Exercise details: Reproduce every one of the entries below verbatim, line for line.

Data supplied:
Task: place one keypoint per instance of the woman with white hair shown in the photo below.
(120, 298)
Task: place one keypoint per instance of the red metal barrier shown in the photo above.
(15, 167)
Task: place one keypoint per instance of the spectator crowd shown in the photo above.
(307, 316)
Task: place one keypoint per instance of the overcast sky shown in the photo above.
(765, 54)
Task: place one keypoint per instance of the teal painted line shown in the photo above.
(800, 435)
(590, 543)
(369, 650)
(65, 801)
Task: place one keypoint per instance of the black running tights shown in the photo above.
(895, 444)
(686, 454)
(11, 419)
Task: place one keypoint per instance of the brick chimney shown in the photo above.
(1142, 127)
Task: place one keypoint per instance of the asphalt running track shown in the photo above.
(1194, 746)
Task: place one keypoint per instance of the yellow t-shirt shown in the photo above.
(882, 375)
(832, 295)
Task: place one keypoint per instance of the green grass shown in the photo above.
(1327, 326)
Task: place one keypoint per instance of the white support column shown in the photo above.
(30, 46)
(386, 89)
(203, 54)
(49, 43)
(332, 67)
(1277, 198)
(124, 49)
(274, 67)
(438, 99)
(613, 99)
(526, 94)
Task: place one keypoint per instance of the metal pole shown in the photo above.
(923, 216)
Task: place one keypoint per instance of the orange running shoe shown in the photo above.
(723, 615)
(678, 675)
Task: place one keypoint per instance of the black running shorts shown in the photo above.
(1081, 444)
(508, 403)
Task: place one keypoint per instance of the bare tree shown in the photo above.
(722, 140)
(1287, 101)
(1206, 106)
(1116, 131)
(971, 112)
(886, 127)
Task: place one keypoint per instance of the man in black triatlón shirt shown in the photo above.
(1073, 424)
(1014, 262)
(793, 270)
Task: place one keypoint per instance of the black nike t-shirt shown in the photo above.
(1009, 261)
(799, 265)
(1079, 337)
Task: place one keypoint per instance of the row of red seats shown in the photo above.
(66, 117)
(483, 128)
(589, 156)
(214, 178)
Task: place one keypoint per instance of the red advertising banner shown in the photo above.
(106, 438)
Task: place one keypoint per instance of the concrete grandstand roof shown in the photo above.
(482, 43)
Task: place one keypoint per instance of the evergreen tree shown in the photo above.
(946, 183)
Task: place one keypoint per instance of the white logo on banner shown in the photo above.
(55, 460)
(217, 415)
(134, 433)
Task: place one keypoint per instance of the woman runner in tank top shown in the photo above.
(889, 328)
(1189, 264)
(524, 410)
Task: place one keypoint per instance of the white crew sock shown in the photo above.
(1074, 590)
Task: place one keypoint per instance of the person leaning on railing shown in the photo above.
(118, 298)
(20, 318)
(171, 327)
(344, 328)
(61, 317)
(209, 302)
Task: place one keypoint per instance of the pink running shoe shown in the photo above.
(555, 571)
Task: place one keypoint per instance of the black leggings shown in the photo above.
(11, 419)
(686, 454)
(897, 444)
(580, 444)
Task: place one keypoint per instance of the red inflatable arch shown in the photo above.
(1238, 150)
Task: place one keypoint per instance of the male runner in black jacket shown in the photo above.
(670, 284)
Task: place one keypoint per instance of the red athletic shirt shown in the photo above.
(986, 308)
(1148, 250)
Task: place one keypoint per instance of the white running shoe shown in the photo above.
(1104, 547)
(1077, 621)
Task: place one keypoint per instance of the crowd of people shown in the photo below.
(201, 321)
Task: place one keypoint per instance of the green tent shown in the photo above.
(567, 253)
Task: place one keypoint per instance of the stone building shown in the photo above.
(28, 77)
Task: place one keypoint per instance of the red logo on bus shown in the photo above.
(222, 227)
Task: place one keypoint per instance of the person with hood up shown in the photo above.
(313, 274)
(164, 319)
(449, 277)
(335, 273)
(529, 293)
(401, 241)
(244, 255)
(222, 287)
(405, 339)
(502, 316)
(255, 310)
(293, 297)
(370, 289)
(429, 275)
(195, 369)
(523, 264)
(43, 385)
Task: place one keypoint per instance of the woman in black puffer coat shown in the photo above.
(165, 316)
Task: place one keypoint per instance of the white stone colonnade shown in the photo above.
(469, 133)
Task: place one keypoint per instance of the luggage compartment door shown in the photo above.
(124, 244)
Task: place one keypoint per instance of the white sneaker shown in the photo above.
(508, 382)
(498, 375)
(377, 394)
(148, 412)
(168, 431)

Answer below:
Task: place one keypoint per instance of the woman with white hair shown in the photo below.
(120, 298)
Task: place one keypoint per instance of the red metal barrier shown in the photo above.
(15, 167)
Task: place one keypoint per instance of the spectator crowd shown in the photo above.
(307, 316)
Task: place one keypoint per instance of the overcast sky shown in the photo above.
(765, 54)
Task: place one keypoint per instance of the teal painted line shown in the photo above.
(800, 435)
(590, 543)
(369, 650)
(65, 801)
Task: place one keypoint per instance of the black running tights shown in the photo above.
(895, 444)
(686, 454)
(11, 419)
Task: place one keypoint per instance of the brick chimney shown in the photo above.
(1142, 127)
Task: place one keypoint per instance of the asphalt running track shown in the photo above.
(1194, 746)
Task: place one keypoint per instance of the yellow t-shirt shown in the photo above.
(882, 375)
(832, 295)
Task: place one keypoint per instance of the green grass shown in the photo above.
(1327, 326)
Task: place one keypoint per instance of the white support column shown in the photo above.
(30, 46)
(386, 89)
(203, 54)
(49, 43)
(332, 67)
(1277, 198)
(124, 49)
(274, 67)
(438, 99)
(613, 99)
(526, 94)
Task: place one keypoint per instance of the metal pole shown in the photo above.
(923, 216)
Task: place one keypoint per instance of the orange running shoe shown in the photo above.
(723, 615)
(678, 675)
Task: place one keypoint per instance of the black running shorts shown in the photo above.
(1081, 444)
(508, 403)
Task: place one keypoint per instance of the bare tree shown in the photo above.
(722, 140)
(1287, 101)
(1206, 106)
(1116, 131)
(971, 112)
(886, 127)
Task: place one keypoint per instance of the man in black triatlón shirt shown in the photo above.
(1073, 424)
(1014, 262)
(793, 270)
Task: place one keypoint per instance of the black nike t-shirt shown in the photo above.
(1009, 261)
(799, 265)
(1079, 337)
Task: place one keypoint per instance of the row of red seats shown in the photo above.
(66, 117)
(483, 128)
(589, 156)
(214, 178)
Task: place one keypoint per instance of the red advertising banner shown in the photo above.
(106, 438)
Task: place one keypoint per instance of the concrete grandstand roof shown in the photo above.
(482, 43)
Task: place one keypoint per instance of the evergreen tree shown in the photo above.
(946, 183)
Task: place one keypoint per instance of the white logo on banner shown in the photo above.
(55, 460)
(217, 415)
(134, 433)
Task: place one keypoint per instance of the woman runner in tank top shown in the photo above.
(889, 328)
(1189, 264)
(524, 410)
Task: place one keypoint per instance of the white crew sock shown in the photo above.
(1074, 590)
Task: place one keypoint per instance of the person leaning on railing shown in the photo above.
(118, 298)
(20, 318)
(171, 327)
(344, 328)
(61, 317)
(209, 302)
Task: place one keypoint per instance of the pink running shoe shown in the photo above.
(555, 571)
Task: place one keypoint per instance of the black leggings shown in the photo above.
(11, 419)
(686, 454)
(897, 444)
(580, 444)
Task: place one keypoint per instance of the red inflatable arch shown in the photo above.
(1238, 150)
Task: place one keypoint per instance of the male runner in black jacket shown in the photo above.
(670, 284)
Task: place one keypoint per instance of the red athletic shirt shown in the photo above.
(986, 308)
(1148, 250)
Task: place one keypoint per instance of the white running shoe shown in the photo above.
(1104, 547)
(1077, 621)
Task: place one keypoint per instance of the crowd of people shown in the photo below.
(201, 321)
Task: place one keypoint per instance of the green tent shown in the photo above.
(567, 253)
Task: place one keypoint per instance of the stone building shown in the photo above.
(28, 77)
Task: place one keypoint per instance of the red logo on bus shown in the photo above.
(222, 227)
Task: place one keypoint per instance of the person with hood up shown in the photo above.
(313, 274)
(164, 319)
(449, 277)
(335, 273)
(529, 293)
(401, 241)
(244, 255)
(222, 287)
(405, 339)
(502, 316)
(255, 310)
(293, 297)
(370, 289)
(429, 275)
(195, 369)
(523, 264)
(43, 385)
Task: place one keypoint per instance of the woman in black puffer coat shown in the photo above.
(165, 316)
Task: place one keypoint per instance of the white stone colonnade shown in the photo above.
(469, 133)
Task: place one keypoint per instance of the luggage compartment door shown in the photo above.
(124, 244)
Task: place one keypoint per instance of the white sneaker shown in the photo above.
(508, 382)
(498, 375)
(377, 394)
(148, 412)
(168, 431)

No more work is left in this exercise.